# Извлеченный текст:
К игровому театру. Лирический трактат
Шрифт:
Далее Пастернак говорит о "политической подоплеке времени", вводимой Шекспиром в свои пьесы, о лондонской публике, ожидавшей с нетерпением шекспировских насмешек и "великолепно постигавшей, во что они метили". Оценивая в этом плане безрассудную смелость английского драматурга, Пастернак называет Шекспира "верхом опрометчивости".
Подчеркивая непреоборимую склонность высокой классики к использованию злобы дня для оживления вечных проблем, Пастернак довольно часто стягивал в одно имена двух титанов — Достоевского и Шекспира. Учтем.
Учтем и пойдем дальше — продолжим разбор четвертой сцены. Продолжим с очередного события — с прибытия победителей в королевский замок. Итак — чествование героев.

# Указания:
[A] Приведи фрагмент трактата заново, начиная со слов «К игровому театру.» и заканчивая словами «и Шекспира. Учтем.», поменяв «Пастернак» на «поэт».
[B] Верни все строки листинга, в которых есть строка «dark», учитывая регистр.
Фрагмент трактата и листинг — два отдельных, не связанных между собой материала.

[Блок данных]

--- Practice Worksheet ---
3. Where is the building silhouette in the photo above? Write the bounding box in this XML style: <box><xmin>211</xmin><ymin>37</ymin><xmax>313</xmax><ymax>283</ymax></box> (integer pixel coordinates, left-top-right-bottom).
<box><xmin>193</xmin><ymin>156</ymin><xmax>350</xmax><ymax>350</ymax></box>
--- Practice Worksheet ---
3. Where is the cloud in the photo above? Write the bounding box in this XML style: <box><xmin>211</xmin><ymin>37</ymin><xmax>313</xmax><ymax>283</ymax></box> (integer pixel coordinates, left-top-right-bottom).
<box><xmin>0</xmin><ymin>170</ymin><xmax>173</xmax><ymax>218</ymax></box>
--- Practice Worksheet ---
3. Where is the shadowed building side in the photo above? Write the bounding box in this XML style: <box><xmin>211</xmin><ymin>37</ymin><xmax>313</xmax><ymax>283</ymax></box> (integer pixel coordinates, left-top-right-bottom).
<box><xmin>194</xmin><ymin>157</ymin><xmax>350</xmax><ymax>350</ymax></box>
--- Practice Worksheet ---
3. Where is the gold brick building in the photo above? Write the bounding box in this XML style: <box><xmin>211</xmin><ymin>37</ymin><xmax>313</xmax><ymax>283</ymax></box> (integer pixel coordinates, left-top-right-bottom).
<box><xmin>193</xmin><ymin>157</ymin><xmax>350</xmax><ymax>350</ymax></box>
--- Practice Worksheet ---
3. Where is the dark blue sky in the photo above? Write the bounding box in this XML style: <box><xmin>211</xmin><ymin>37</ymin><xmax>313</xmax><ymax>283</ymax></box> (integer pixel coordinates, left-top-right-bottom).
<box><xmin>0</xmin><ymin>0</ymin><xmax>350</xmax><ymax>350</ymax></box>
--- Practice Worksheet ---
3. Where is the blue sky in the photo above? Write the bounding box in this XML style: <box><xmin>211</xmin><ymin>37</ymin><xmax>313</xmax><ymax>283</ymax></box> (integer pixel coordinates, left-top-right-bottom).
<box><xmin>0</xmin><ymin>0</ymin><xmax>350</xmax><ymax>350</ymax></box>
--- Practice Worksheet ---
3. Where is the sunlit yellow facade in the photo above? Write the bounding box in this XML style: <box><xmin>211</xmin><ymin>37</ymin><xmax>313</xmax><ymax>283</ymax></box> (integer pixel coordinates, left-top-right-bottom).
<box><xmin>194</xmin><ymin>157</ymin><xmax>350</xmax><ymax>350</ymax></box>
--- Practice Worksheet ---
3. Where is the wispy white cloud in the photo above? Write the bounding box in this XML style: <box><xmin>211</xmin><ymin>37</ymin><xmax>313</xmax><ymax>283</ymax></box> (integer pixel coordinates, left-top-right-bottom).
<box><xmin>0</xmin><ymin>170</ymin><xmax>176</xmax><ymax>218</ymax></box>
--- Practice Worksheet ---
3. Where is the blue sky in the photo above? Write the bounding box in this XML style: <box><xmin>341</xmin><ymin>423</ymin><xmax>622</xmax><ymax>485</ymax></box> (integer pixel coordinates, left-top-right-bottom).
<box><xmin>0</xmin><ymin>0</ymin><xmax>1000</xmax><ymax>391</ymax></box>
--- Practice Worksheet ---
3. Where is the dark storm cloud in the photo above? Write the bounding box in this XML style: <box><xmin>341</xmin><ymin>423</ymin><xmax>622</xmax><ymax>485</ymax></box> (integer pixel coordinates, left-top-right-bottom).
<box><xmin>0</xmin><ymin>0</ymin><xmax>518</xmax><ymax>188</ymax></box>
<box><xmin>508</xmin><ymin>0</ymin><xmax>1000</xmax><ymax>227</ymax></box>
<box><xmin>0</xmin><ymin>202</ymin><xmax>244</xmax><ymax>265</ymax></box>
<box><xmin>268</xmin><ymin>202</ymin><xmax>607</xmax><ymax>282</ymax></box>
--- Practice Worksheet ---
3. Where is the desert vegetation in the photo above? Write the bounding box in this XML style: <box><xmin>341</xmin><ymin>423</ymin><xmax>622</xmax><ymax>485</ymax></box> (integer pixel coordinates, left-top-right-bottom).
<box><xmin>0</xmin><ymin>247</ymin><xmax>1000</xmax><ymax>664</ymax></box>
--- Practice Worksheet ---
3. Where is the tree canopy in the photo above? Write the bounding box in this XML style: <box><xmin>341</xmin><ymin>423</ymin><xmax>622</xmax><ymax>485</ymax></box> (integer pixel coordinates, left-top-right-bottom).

# Ответы по заданиям:
[A]
К игровому театру. Лирический трактат
Шрифт:
Далее поэт говорит о "политической подоплеке времени", вводимой Шекспиром в свои пьесы, о лондонской публике, ожидавшей с нетерпением шекспировских насмешек и "великолепно постигавшей, во что они метили". Оценивая в этом плане безрассудную смелость английского драматурга, поэт называет Шекспира "верхом опрометчивости".
Подчеркивая непреоборимую склонность высокой классики к использованию злобы дня для оживления вечных проблем, поэт довольно часто стягивал в одно имена двух титанов — Достоевского и Шекспира. Учтем.

[B]
3. Where is the dark blue sky in the photo above? Write the bounding box in this XML style: <box><xmin>211</xmin><ymin>37</ymin><xmax>313</xmax><ymax>283</ymax></box> (integer pixel coordinates, left-top-right-bottom).
3. Where is the dark storm cloud in the photo above? Write the bounding box in this XML style: <box><xmin>341</xmin><ymin>423</ymin><xmax>622</xmax><ymax>485</ymax></box> (integer pixel coordinates, left-top-right-bottom).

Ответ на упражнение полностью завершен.